__WHAT IS ASKED__
Add 17 to every coordinate in the answers for the stretch from the line containing "Where can the clasped" through the end of the material, and write out all of those lines again with the requests included.

* start MATERIAL PROVIDED *

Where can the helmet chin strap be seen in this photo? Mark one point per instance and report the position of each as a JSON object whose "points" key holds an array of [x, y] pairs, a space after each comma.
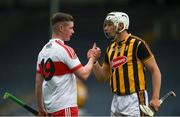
{"points": [[117, 32]]}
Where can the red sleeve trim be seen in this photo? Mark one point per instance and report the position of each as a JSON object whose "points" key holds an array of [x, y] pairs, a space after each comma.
{"points": [[76, 68]]}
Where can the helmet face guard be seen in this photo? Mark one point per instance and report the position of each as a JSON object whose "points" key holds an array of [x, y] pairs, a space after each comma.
{"points": [[116, 18]]}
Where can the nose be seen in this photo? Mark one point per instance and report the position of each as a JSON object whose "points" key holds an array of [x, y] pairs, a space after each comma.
{"points": [[73, 31]]}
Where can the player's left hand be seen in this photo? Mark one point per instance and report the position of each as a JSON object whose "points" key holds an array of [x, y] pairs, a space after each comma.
{"points": [[155, 103]]}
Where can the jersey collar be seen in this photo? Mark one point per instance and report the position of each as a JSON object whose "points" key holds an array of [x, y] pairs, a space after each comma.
{"points": [[57, 39]]}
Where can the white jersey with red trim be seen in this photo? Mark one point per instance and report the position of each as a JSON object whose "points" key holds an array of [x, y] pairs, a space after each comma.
{"points": [[57, 62]]}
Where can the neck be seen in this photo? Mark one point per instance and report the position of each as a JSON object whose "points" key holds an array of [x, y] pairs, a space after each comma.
{"points": [[56, 36], [121, 36]]}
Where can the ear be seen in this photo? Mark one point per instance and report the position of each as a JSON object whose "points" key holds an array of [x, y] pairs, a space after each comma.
{"points": [[60, 27]]}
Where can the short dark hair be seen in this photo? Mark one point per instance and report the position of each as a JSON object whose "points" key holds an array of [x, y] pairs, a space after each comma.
{"points": [[61, 17]]}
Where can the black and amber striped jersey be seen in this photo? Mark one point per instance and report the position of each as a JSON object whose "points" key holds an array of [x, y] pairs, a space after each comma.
{"points": [[126, 60]]}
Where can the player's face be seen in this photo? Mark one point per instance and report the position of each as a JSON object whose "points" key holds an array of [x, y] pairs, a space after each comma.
{"points": [[68, 30], [109, 29]]}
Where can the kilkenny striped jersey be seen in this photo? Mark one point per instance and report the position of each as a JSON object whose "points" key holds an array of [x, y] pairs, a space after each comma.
{"points": [[126, 60]]}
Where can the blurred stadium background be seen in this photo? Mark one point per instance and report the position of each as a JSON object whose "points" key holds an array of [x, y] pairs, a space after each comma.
{"points": [[24, 29]]}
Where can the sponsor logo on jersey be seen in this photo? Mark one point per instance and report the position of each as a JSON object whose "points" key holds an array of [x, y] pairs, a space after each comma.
{"points": [[118, 61]]}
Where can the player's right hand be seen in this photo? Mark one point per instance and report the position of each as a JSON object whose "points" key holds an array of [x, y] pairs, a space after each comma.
{"points": [[94, 52], [42, 112]]}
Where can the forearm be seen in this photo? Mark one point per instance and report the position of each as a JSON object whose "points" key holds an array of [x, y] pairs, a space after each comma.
{"points": [[156, 84], [38, 91]]}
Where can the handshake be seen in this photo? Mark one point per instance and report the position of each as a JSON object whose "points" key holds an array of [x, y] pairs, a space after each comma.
{"points": [[94, 52]]}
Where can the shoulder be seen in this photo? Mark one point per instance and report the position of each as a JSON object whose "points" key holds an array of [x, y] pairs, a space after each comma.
{"points": [[67, 49], [137, 38]]}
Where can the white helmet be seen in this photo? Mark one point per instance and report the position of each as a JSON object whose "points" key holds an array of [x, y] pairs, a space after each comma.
{"points": [[118, 17]]}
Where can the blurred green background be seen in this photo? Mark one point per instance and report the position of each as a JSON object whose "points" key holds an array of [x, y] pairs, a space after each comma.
{"points": [[24, 29]]}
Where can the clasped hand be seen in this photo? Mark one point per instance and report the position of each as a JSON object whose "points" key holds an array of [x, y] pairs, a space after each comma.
{"points": [[94, 52]]}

* end MATERIAL PROVIDED *

__ANSWER FOR THE TASK__
Where can the clasped hand be seen in this photo? Mark one point per instance and report the position of each as a JSON object whose "points" key holds an array of [x, y] pairs, a space after each comma.
{"points": [[111, 69]]}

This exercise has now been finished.